Count the lines in the listing below that contain the string "shovel", matching case exactly, and reply with only the number.

## Region labeling records:
====================
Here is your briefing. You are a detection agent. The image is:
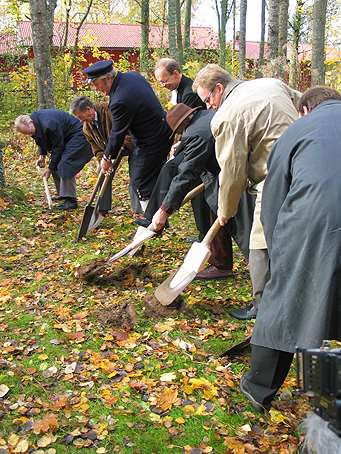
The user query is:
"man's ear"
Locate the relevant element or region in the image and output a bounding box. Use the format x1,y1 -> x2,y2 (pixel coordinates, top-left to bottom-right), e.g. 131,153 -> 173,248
299,106 -> 310,117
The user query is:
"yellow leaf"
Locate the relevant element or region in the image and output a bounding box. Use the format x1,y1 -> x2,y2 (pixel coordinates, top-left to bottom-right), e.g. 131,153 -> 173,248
160,372 -> 176,382
13,439 -> 29,453
157,388 -> 178,411
37,434 -> 57,448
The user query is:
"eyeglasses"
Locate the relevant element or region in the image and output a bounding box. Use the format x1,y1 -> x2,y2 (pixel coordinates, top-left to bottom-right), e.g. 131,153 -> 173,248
202,85 -> 217,104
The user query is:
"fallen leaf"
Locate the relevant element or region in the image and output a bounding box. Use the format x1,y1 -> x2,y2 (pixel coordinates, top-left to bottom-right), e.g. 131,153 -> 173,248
0,385 -> 9,397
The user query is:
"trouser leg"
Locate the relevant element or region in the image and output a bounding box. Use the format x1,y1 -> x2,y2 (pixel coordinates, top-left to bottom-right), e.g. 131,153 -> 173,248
249,249 -> 270,306
208,211 -> 233,270
144,153 -> 184,221
59,177 -> 76,199
99,175 -> 114,211
245,345 -> 294,405
191,192 -> 211,241
52,170 -> 60,195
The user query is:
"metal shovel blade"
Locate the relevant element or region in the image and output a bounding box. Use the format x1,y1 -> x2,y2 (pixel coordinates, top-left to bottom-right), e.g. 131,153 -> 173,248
155,242 -> 211,306
109,227 -> 156,263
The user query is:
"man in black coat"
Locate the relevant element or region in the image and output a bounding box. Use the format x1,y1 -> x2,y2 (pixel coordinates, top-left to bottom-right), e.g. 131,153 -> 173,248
151,58 -> 233,279
240,87 -> 341,411
15,109 -> 92,210
84,60 -> 171,213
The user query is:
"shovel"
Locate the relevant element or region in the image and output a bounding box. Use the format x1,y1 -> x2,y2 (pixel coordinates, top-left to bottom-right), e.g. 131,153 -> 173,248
154,219 -> 220,306
77,151 -> 122,241
37,166 -> 52,210
109,183 -> 204,263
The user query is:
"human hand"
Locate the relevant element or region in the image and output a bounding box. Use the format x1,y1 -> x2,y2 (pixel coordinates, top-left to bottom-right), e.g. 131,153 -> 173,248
101,158 -> 112,175
152,208 -> 169,232
42,168 -> 52,180
218,213 -> 228,227
36,155 -> 46,167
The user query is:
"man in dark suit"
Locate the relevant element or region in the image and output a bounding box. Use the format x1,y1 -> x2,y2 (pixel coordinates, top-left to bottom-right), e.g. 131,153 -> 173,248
146,58 -> 233,280
14,109 -> 92,210
70,96 -> 142,220
84,60 -> 172,209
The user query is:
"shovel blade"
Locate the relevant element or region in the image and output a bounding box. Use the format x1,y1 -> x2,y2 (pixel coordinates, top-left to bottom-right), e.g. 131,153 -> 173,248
109,227 -> 156,263
77,205 -> 94,241
154,271 -> 197,306
154,242 -> 210,306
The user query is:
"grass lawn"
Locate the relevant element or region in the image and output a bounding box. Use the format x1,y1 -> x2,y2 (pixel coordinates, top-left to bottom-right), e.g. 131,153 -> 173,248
0,141 -> 308,454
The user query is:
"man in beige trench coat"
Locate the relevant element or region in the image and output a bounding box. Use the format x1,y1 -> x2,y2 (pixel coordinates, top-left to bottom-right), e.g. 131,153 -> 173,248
193,64 -> 300,320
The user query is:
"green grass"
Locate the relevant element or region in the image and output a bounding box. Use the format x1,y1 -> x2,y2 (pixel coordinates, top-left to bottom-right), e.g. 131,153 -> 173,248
0,149 -> 304,454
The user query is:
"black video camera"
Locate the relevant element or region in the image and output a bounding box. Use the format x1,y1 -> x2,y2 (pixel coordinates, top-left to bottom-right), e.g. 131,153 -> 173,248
296,341 -> 341,437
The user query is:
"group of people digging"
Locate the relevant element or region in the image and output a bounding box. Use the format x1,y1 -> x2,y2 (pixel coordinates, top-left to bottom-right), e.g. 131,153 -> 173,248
15,58 -> 341,411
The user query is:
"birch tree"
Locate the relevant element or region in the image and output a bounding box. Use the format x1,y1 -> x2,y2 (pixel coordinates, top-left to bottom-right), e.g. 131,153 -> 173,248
239,0 -> 247,79
30,0 -> 55,109
311,0 -> 328,86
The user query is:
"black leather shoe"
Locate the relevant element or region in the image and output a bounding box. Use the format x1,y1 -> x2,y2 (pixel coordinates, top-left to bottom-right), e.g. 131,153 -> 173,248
57,199 -> 78,210
239,375 -> 270,413
229,304 -> 258,320
134,218 -> 152,227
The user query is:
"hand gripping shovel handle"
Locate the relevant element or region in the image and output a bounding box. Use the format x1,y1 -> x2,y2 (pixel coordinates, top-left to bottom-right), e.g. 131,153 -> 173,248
37,166 -> 53,210
126,183 -> 204,258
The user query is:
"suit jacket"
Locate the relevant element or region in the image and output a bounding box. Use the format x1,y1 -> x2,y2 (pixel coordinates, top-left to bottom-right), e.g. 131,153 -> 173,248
176,74 -> 206,109
161,110 -> 220,213
30,109 -> 92,178
211,78 -> 300,249
105,71 -> 172,161
83,102 -> 135,160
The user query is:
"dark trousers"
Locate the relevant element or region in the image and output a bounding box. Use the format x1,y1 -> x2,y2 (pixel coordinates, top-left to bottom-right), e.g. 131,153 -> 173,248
144,152 -> 233,270
245,345 -> 294,405
208,211 -> 233,270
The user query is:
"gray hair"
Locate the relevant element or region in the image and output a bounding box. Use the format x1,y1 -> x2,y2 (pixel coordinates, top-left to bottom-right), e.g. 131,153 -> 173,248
14,115 -> 33,130
154,57 -> 181,74
70,96 -> 95,114
192,63 -> 234,93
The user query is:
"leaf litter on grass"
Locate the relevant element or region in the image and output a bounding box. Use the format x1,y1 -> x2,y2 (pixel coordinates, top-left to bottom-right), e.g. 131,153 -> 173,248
0,145 -> 307,454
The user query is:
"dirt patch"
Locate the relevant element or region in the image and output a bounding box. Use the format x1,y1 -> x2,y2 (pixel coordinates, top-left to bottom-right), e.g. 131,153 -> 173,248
75,260 -> 152,288
96,303 -> 137,330
144,295 -> 186,318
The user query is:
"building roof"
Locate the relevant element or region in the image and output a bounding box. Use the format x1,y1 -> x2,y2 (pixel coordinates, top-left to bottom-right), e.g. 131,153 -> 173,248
18,21 -> 218,49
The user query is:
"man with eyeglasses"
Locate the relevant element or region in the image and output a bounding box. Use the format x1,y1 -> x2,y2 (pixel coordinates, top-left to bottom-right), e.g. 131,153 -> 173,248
149,57 -> 233,280
193,64 -> 301,320
84,60 -> 172,210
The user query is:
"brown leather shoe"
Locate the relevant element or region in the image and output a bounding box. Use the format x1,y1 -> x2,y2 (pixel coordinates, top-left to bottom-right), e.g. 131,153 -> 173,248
194,265 -> 233,281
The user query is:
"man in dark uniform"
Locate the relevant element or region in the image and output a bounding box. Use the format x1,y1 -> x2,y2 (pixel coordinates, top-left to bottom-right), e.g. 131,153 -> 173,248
84,60 -> 171,213
147,104 -> 234,284
240,87 -> 341,411
152,58 -> 233,280
15,109 -> 92,210
70,96 -> 141,220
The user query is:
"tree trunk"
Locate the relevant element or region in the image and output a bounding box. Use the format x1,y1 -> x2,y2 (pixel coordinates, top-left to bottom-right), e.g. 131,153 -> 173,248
278,0 -> 289,60
239,0 -> 247,79
289,0 -> 305,89
311,0 -> 328,86
268,0 -> 279,60
140,0 -> 149,73
176,0 -> 184,67
184,0 -> 192,51
30,0 -> 54,109
0,149 -> 5,189
168,0 -> 178,60
258,0 -> 265,70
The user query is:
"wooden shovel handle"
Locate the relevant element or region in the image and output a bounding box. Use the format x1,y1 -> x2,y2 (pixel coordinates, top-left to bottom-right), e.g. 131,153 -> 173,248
201,218 -> 221,246
181,183 -> 205,206
87,170 -> 104,205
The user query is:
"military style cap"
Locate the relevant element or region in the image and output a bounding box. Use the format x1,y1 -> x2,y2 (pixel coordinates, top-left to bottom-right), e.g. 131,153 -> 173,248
84,60 -> 113,82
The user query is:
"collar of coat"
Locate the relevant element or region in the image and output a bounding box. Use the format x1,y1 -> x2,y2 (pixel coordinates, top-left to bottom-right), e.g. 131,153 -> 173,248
220,80 -> 243,105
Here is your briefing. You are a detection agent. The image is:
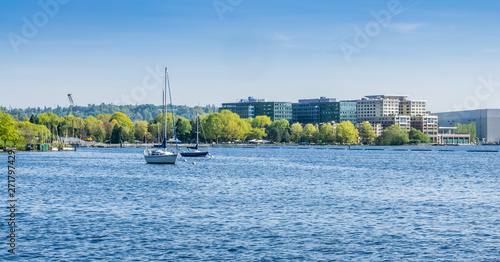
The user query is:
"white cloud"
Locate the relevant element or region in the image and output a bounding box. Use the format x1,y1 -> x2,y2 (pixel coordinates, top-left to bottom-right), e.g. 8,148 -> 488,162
389,23 -> 427,34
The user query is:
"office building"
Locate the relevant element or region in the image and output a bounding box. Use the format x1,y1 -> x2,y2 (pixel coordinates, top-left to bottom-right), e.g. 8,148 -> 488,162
435,109 -> 500,143
219,97 -> 292,121
292,97 -> 357,124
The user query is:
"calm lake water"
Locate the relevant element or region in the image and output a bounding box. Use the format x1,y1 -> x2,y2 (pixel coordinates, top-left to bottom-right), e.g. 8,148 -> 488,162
0,147 -> 500,261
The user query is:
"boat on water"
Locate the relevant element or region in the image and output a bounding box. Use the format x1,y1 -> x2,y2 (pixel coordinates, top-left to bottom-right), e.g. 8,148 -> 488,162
181,115 -> 208,157
143,68 -> 179,164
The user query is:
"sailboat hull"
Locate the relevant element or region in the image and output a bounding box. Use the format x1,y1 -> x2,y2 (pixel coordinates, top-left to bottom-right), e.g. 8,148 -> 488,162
144,152 -> 178,165
181,151 -> 208,157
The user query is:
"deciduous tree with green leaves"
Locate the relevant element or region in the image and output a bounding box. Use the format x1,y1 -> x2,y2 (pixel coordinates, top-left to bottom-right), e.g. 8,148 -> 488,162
376,125 -> 410,146
290,122 -> 304,143
335,121 -> 359,145
319,123 -> 335,144
359,121 -> 377,144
====================
## SOLUTION:
5